Under the state Agriculture & Markets law, Article 26, Section 353, the charge is a Class A misdemeanor. If found guilty, a defendant faces jail time of more than 15 days but not greater than one year. In addition, a fine of up to $1,000 can be imposed.
Frens was in court this morning wearing eyeglasses, a bright purple jacket, black cargo pants, black boots, and when her name was called, she stood unsmiling before Batavia Town Court Judge Michael Cleveland. An associate from the law firm of Friedman & Ranzenhofer, attorney Samuel Alba, accompanied her to the bench.
The prosecution requested and was granted a postponement in the dog neglect case so they could interview an animal control officer. Thus, it's now on the Batavia Town Court calendar for 1 p.m. on Monday, Jan. 28.
Previously, on Oct. 22, the matter was held over so Frens could provide more documentation, ostensibly of her efforts to aid the 3-year-old Labrador retriever mixed breed prior to her arrest by State Police on July 10.
Maya was found by Frens' neighbors across the street from her Pearl Street Road home on July 9. They called the law after discovering the canine standing feebly by the roadside. The neighbors said the dog was extremely dehydrated and malnourished; it drank four bottles of water and ate multiple bowls of food right away. They said the dog's paws were in such bad shape it could barely walk.
Frens, who is in her mid-50s, went to retrieve the animal from the shelter the following day but was arrested instead (mugshot, inset photo).
Maya was subsequently diagnosed with multiple skin infections, mange, double ear infections that left her only able to hear a dog whistle, and uncut nails so long they were cutting into the pads of her paws.
Maya's very poor physical condition was caused by neglect, according to Volunteers for Animals, citing veterinary reports.
Maya was adopted a couple of months ago after vets and the volunteers got her health back on track.

• _DATA_
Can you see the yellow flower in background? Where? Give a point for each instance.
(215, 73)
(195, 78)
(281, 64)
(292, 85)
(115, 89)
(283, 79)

• _PROBLEMS TO SOLVE_
1. Answer these questions about the article on the dog neglect case:
(a) What is the largest fine that can be imposed for the charge?
(b) On what date did State Police arrest Frens?
(c) How old is Maya, and what breed is she described as?
2. Quote the article on the dog neglect case word for word, starting with "Previously, on Oct." and going on through "on July 10.".

• _ANSWER LIST_
1.
(a) Up to $1,000.
(b) July 10.
(c) She is a 3-year-old Labrador retriever mixed breed.

2.
Previously, on Oct. 22, the matter was held over so Frens could provide more documentation, ostensibly of her efforts to aid the 3-year-old Labrador retriever mixed breed prior to her arrest by State Police on July 10.